→ **PROBLEM TO WORK ON**: Make an exact copy of the lines from the one containing "Target: dense forest" through the end of the material, including both ends but no pictures.

→ **SUPPLIED MATERIAL**:
--
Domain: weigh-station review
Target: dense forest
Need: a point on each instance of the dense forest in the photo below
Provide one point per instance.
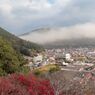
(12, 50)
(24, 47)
--
→ **TASK SOLUTION**:
Target: dense forest
Need: a point on each instance of the dense forest in the photo below
Provide one point per instance.
(12, 50)
(24, 47)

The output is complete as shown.